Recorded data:
::::::

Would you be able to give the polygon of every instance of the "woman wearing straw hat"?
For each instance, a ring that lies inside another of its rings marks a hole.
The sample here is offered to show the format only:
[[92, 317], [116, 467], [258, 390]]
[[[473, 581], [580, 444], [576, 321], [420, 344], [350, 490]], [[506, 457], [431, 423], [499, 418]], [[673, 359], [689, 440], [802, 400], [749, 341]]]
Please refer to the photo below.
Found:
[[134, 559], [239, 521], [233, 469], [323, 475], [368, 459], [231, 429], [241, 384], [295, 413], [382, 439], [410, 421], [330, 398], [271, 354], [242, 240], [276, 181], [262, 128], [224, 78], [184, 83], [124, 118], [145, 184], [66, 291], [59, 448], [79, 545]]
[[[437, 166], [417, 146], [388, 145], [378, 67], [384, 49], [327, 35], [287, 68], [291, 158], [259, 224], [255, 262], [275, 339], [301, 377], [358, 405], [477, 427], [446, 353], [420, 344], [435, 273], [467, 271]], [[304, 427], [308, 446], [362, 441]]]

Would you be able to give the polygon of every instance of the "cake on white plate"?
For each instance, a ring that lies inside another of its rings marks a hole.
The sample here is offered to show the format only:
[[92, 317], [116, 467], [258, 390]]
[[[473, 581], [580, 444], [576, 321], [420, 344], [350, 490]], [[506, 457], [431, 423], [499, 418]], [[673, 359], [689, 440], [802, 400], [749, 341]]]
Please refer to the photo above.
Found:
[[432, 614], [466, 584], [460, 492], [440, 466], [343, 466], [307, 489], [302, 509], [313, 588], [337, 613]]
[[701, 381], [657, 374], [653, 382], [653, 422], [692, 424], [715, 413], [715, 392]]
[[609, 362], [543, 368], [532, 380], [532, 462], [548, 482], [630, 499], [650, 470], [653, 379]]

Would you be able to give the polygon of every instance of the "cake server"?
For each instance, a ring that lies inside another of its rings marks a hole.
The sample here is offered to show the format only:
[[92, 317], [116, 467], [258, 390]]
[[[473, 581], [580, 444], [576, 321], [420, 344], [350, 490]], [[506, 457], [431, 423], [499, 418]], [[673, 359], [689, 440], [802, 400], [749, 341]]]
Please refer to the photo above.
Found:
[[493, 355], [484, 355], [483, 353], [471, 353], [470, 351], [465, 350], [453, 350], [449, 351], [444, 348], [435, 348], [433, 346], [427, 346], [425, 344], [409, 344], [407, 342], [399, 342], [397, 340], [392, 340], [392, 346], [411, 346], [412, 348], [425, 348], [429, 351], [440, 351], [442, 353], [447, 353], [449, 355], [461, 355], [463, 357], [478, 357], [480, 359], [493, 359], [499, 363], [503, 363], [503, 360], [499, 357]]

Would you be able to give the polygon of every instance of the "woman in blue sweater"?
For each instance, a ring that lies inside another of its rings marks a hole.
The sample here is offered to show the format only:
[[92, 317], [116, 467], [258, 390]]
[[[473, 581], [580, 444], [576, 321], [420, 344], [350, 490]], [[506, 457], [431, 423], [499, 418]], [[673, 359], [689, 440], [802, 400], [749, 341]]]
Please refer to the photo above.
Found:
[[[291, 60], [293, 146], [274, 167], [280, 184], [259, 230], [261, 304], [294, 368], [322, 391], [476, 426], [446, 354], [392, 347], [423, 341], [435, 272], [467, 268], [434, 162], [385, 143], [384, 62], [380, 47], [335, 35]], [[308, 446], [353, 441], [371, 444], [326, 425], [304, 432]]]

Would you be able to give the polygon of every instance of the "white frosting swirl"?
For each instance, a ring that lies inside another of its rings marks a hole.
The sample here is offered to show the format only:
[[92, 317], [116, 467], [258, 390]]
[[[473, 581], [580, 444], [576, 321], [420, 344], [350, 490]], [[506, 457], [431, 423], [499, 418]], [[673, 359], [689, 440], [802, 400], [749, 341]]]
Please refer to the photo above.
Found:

::::::

■ Exercise objective: Would you output all the records above exactly as written?

■ The completed task:
Would you be able to give the polygon of every instance of the "woman wearing straw hat"?
For each instance, a ring that lies inside another of its rings marks a hole.
The sample here is offered to show the format only:
[[92, 317], [116, 467], [258, 390]]
[[[473, 581], [580, 444], [576, 321], [420, 344], [350, 490]], [[506, 457], [431, 423], [499, 418]], [[673, 359], [689, 440], [802, 400], [749, 341]]]
Please refer to the photo below.
Found:
[[134, 559], [239, 521], [233, 469], [323, 475], [368, 459], [231, 429], [241, 384], [295, 413], [382, 439], [410, 421], [330, 398], [271, 354], [242, 240], [276, 181], [262, 128], [224, 78], [184, 83], [124, 118], [145, 184], [66, 291], [59, 448], [79, 545]]
[[[437, 166], [417, 146], [388, 145], [378, 67], [384, 49], [327, 35], [287, 68], [291, 158], [259, 224], [255, 262], [275, 339], [301, 377], [358, 405], [477, 427], [446, 353], [420, 344], [435, 273], [467, 271]], [[304, 427], [308, 446], [362, 441]]]

Would you be able to give the polygon of every instance of the "cake on white plate"?
For each instance, a ring that lies inside another of its rings marks a hole.
The sample here is offered to show the format only:
[[92, 317], [116, 467], [258, 390]]
[[[473, 581], [580, 444], [576, 321], [420, 344], [350, 490]], [[506, 457], [431, 423], [499, 418]], [[673, 359], [689, 440], [802, 400], [749, 341]]]
Please refer to the photo above.
Found:
[[432, 614], [466, 584], [460, 492], [440, 466], [343, 466], [307, 489], [302, 509], [313, 588], [337, 613]]
[[701, 381], [657, 374], [653, 382], [653, 422], [692, 424], [715, 413], [715, 392]]
[[609, 362], [543, 368], [532, 380], [532, 462], [548, 482], [630, 499], [650, 470], [653, 379]]

Would you be able to give the polygon of every instance of the "cake server"?
For each instance, a ring that lies inside another of its rings marks a hole.
The sample here is offered to show the format only:
[[92, 317], [116, 467], [258, 390]]
[[[473, 581], [580, 444], [576, 321], [420, 344], [350, 490]], [[506, 457], [431, 423], [499, 418]], [[673, 359], [689, 440], [802, 400], [749, 341]]]
Please refer to the photo above.
Found:
[[493, 355], [484, 355], [483, 353], [471, 353], [470, 351], [465, 350], [453, 350], [449, 351], [444, 348], [435, 348], [433, 346], [427, 346], [425, 344], [409, 344], [407, 342], [399, 342], [397, 340], [392, 340], [392, 346], [411, 346], [412, 348], [425, 348], [429, 351], [440, 351], [442, 353], [447, 353], [449, 355], [461, 355], [463, 357], [478, 357], [480, 359], [493, 359], [499, 363], [503, 363], [503, 360], [499, 357]]

Would you be able to give the polygon of every instance of the "woman in blue sweater"?
For each instance, a ring that lies inside another of its rings marks a hole.
The sample here is offered to show the format only:
[[92, 317], [116, 467], [258, 390]]
[[[473, 581], [580, 444], [576, 321], [420, 344], [350, 490]], [[506, 457], [431, 423], [499, 418]], [[673, 359], [689, 440], [802, 400], [749, 341]]]
Please refer to the photo above.
Found:
[[[291, 60], [293, 146], [274, 167], [280, 184], [259, 230], [261, 304], [294, 368], [322, 391], [476, 426], [446, 354], [392, 347], [423, 341], [435, 272], [467, 268], [434, 162], [385, 143], [384, 62], [380, 47], [335, 35]], [[308, 446], [353, 441], [371, 444], [326, 425], [304, 432]]]

Would you be able to give the polygon of every instance of the "white frosting swirl"?
For each instance, a ring that lies inside another of its rings marks a hole.
The sample here is offered to show the format only:
[[92, 317], [116, 467], [258, 390]]
[[[473, 581], [580, 444], [576, 321], [420, 344], [350, 490]], [[506, 457], [431, 423], [499, 418]], [[673, 359], [689, 440], [802, 400], [749, 341]]]
Please refer to the photo above.
Found:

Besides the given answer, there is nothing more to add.